### [Source text]
-------

No, my friends, the world seems to satisfy, but there comes the time when it is all over. The crowd goes. The lights are out and the paint shows horrible on the masquerade and on the faces. Life with its realities, with reeking, stinking death, is in our nostrils, and we face life, life without its joy, without what we have looked into or put into it, we face it in reality, and cry out as we stagger back from it, Oh, God, isn’t there something better than this Death, death, stinking, reeking, chilling death.
Shall we face this at last? Yes, every last one of us. May God sweep through this audience tonight and bathe us with common sense, good horse-sense, to face the reality, and say, “Where am I going? Where is my joy? Where is the fount of pleasure?” My friends, it is not in the world. It is not in all the things of the world put together. Though I should gain the whole world and lose my own soul, it would profit me nothing.
Where is Joy?
What is the revelation, then? Where is the happiness for a human being? The horse may die in joy in his pasture, the bird may sing on the branch and be delighted with its life as it goes out, but mankind hungers, thirsts, yearns, agonizes, for something else, and he never finds it in the world. No wonder that men are committing suicide. No wonder that men come on and drink that which keeps them from thinking; no wonder they buy the seat in the show house and say, “Let the play commence, I want to forget, I want to be lulled into some kind of a stupor”; or else, “I want to be tickled until I can laugh in spite of my condition.”

-------

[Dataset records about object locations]

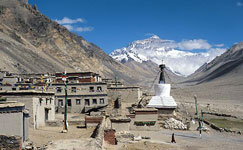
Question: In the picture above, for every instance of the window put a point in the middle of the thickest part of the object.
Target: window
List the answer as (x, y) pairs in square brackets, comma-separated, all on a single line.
[(91, 89), (73, 89), (99, 89), (87, 102), (60, 102), (59, 89), (78, 101), (69, 102), (94, 101), (40, 101), (102, 101)]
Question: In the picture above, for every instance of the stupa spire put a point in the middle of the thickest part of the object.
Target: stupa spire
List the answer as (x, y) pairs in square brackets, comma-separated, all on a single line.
[(162, 74)]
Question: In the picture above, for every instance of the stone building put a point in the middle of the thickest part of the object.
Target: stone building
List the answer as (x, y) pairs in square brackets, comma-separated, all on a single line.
[(127, 94), (81, 96), (14, 120), (41, 105)]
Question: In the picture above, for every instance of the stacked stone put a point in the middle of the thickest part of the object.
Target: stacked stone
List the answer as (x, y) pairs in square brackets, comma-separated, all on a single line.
[(109, 136), (174, 124), (10, 142)]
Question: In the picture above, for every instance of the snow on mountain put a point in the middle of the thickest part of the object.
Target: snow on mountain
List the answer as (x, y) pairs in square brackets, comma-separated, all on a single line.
[(183, 62)]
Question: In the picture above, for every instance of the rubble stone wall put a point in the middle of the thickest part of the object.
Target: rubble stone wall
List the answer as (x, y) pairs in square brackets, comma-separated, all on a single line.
[(99, 139), (10, 142), (109, 136)]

-------

### [What you need to do]
Quote the passage on where joy is found, starting at "Shall we face" and ending at "profit me nothing.".

### [Response to the exercise]
Shall we face this at last? Yes, every last one of us. May God sweep through this audience tonight and bathe us with common sense, good horse-sense, to face the reality, and say, “Where am I going? Where is my joy? Where is the fount of pleasure?” My friends, it is not in the world. It is not in all the things of the world put together. Though I should gain the whole world and lose my own soul, it would profit me nothing.